╭─ Records provided
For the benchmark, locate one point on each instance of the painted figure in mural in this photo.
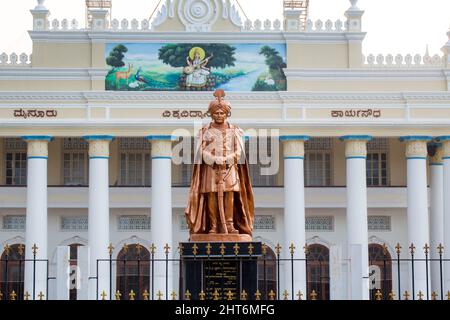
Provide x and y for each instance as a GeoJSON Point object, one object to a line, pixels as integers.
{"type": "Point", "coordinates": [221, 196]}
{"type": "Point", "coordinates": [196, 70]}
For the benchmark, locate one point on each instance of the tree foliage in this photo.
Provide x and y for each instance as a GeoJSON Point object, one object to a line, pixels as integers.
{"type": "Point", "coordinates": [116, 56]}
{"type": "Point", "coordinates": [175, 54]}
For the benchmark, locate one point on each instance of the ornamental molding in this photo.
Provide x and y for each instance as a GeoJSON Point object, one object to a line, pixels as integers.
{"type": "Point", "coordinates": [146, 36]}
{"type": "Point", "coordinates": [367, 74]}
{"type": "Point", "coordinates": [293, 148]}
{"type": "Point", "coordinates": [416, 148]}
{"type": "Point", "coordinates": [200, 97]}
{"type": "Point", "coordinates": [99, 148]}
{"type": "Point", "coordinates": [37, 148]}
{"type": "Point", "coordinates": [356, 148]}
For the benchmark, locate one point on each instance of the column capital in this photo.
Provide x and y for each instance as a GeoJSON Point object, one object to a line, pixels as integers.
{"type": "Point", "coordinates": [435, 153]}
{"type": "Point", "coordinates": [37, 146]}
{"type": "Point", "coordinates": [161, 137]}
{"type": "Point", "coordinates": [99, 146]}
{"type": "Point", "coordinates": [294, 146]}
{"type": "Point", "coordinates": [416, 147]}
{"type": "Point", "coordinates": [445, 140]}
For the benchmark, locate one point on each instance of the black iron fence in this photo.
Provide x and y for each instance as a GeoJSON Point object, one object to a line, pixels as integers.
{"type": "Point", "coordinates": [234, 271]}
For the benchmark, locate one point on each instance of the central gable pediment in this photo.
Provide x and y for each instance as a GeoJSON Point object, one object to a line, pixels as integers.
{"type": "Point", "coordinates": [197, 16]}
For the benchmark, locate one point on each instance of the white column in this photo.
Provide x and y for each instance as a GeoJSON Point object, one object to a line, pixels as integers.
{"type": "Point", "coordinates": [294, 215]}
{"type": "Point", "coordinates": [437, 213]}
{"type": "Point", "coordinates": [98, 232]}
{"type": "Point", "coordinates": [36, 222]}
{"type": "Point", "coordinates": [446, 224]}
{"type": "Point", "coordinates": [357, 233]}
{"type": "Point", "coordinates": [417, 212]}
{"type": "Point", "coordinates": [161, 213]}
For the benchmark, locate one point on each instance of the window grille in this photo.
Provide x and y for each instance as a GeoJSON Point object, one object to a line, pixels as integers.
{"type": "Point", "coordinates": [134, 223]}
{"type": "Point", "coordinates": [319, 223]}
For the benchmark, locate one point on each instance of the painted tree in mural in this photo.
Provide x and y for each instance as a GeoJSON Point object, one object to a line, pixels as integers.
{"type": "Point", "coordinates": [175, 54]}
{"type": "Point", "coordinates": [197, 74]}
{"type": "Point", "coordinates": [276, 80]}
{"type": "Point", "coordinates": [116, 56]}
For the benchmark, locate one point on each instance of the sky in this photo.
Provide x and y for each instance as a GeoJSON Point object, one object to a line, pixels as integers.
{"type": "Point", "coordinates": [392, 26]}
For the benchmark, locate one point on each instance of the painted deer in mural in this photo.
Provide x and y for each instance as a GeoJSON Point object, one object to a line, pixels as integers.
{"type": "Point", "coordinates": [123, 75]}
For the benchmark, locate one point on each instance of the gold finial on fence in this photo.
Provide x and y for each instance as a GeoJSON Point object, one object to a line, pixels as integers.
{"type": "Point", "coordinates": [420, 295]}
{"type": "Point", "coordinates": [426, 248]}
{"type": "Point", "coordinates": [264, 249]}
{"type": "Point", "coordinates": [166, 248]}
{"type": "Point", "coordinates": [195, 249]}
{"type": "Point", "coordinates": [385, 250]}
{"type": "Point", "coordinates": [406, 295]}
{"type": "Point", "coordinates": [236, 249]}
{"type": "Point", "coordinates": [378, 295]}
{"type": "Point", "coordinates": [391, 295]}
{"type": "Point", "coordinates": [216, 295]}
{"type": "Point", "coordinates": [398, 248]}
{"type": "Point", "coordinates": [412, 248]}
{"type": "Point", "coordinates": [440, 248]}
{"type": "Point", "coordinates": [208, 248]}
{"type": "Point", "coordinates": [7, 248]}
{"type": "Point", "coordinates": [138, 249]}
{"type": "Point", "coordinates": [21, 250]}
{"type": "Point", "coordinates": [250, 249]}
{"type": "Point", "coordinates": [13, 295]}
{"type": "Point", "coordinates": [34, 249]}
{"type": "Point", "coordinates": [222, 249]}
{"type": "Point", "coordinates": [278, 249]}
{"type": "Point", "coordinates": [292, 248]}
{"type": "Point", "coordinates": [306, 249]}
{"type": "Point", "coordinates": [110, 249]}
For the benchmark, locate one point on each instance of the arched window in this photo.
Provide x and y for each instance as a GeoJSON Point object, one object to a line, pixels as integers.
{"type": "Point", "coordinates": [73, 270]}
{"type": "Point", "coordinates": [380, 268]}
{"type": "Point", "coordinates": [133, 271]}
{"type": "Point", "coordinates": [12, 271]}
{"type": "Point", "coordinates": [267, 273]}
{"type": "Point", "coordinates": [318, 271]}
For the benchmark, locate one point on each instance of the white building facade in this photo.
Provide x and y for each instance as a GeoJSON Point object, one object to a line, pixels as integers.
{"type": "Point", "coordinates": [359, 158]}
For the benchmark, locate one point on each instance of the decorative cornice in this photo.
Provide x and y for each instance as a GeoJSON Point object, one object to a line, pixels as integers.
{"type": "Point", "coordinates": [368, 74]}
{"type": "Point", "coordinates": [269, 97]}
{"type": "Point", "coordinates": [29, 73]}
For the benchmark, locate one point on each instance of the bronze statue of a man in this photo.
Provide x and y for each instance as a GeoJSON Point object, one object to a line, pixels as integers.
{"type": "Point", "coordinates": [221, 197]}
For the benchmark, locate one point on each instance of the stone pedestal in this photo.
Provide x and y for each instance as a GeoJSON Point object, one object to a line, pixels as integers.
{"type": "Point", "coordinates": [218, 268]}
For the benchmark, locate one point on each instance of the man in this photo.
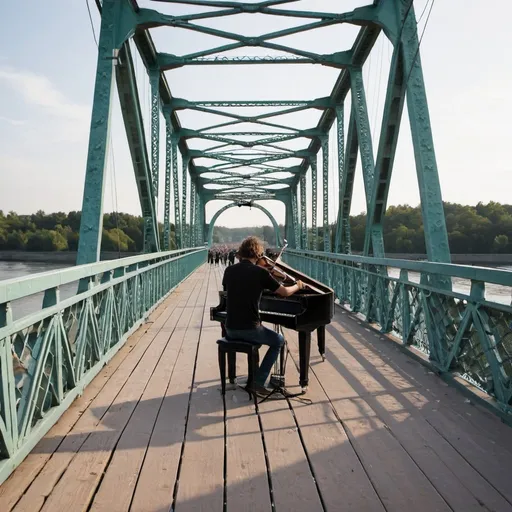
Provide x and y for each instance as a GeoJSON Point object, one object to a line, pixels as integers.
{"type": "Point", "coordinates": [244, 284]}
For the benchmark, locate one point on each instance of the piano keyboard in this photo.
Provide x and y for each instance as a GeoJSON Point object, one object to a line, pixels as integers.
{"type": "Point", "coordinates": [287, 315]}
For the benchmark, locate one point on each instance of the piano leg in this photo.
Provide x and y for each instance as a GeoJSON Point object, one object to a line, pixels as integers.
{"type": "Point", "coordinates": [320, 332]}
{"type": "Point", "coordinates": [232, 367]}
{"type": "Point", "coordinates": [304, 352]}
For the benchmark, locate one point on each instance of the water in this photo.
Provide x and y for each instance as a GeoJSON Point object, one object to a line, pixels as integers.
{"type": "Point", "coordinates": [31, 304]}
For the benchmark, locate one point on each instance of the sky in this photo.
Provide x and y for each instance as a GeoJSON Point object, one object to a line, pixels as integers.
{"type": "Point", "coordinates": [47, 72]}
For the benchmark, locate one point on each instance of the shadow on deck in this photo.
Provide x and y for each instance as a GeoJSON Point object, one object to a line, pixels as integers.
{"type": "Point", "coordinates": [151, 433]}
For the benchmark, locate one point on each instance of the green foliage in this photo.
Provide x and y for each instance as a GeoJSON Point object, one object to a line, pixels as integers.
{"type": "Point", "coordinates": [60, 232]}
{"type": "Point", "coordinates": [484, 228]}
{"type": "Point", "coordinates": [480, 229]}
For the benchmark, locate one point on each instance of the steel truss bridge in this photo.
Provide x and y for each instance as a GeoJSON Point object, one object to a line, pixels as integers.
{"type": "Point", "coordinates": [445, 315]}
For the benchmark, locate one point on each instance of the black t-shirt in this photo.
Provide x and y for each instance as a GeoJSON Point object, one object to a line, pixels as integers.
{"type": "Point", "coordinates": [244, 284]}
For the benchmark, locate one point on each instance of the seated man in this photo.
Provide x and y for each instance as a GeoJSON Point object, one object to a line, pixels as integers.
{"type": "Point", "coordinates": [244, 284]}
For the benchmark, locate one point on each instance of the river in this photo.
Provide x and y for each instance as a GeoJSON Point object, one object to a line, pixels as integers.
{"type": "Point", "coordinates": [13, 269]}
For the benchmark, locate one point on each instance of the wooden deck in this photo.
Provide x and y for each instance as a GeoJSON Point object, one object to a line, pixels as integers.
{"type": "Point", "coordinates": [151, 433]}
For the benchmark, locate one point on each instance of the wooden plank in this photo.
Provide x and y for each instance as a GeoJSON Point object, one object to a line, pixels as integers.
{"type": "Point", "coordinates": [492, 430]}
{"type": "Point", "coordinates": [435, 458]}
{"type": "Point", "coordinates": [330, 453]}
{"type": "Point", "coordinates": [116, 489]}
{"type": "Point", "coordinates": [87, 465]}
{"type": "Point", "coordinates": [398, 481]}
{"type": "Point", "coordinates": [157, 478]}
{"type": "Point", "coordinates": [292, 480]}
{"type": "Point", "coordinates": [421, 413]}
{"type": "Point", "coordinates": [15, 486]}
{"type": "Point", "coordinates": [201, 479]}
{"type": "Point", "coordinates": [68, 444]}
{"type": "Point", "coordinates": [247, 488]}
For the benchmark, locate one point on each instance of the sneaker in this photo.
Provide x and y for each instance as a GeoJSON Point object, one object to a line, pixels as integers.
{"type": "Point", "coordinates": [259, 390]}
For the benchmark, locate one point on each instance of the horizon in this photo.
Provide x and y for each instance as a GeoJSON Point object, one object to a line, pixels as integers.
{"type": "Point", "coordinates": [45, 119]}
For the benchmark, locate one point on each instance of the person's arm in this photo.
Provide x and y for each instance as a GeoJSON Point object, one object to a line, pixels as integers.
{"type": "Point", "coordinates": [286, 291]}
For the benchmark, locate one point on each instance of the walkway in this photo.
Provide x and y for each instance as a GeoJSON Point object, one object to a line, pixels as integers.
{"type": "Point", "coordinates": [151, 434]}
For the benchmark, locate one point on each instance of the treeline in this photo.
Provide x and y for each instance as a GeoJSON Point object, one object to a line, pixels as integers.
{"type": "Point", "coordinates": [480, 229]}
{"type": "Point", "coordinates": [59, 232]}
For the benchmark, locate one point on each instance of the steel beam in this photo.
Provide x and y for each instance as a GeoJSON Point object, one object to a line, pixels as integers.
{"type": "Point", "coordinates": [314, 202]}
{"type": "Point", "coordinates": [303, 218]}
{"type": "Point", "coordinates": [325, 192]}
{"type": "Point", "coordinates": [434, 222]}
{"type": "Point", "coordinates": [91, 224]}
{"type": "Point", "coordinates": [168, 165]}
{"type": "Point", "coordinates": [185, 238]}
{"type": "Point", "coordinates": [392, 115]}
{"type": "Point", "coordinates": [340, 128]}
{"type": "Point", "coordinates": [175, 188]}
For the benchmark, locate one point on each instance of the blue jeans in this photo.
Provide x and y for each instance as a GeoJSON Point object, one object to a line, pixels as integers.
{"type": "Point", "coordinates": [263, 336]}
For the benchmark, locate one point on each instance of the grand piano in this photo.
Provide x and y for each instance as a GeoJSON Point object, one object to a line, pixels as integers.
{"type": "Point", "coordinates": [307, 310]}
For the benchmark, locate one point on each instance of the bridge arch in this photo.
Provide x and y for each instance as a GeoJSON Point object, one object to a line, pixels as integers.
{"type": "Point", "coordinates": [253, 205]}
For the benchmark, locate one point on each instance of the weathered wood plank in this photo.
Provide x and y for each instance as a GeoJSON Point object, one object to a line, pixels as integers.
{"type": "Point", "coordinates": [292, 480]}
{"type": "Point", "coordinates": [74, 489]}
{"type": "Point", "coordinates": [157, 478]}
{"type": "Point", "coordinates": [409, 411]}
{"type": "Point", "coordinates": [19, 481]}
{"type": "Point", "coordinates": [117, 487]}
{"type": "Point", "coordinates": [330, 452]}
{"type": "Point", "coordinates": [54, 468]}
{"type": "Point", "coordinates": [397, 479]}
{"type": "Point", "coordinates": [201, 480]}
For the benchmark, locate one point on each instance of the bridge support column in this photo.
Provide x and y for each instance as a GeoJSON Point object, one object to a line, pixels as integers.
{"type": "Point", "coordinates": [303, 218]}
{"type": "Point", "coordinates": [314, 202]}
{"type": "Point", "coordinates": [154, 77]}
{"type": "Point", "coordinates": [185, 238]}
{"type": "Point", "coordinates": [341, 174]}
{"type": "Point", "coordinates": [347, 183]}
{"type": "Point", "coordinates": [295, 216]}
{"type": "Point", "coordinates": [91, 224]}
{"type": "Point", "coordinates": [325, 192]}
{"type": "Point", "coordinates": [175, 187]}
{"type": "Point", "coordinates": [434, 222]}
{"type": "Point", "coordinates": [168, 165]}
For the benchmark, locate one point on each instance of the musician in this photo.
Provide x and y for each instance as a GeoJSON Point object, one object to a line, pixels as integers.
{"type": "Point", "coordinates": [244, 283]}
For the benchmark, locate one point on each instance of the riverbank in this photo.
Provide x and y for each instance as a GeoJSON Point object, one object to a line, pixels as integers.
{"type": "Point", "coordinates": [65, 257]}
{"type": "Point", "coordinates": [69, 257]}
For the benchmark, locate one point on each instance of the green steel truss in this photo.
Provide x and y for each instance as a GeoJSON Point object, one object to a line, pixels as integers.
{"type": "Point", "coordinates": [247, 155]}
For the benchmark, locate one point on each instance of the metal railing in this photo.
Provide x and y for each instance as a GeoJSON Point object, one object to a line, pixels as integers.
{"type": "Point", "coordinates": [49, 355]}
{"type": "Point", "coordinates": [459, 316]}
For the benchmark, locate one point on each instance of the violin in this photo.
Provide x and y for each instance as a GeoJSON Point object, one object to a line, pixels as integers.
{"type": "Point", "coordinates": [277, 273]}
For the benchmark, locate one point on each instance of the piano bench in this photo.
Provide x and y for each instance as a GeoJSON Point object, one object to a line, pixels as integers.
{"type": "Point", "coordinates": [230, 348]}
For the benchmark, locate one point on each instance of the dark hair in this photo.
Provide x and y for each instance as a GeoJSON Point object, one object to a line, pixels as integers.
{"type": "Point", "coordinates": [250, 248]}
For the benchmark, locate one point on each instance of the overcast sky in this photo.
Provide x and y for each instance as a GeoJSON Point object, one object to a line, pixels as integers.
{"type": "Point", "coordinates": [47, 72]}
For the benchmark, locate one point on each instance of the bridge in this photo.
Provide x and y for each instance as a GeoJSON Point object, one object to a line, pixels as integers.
╰─
Find the line that contains "hair in this photo." in the listing above. Retype it and every line after it up to the last, exactly, and nothing else.

For the benchmark, locate one point on each instance of the dark hair in this photo.
Provide x and y for each instance as a GeoJSON Point object, one object to a line, pixels as integers.
{"type": "Point", "coordinates": [250, 248]}
For the benchmark, locate one point on each instance of the overcast sky in this photo.
Provide x and y for each instance as a GeoJSON Point object, one object to a line, pixels as integers.
{"type": "Point", "coordinates": [47, 72]}
For the benchmark, locate one point on each instance of the bridge in this photo.
Provide x and y for each instance as a GeoJSON Point object, one object to a line, pixels as integers.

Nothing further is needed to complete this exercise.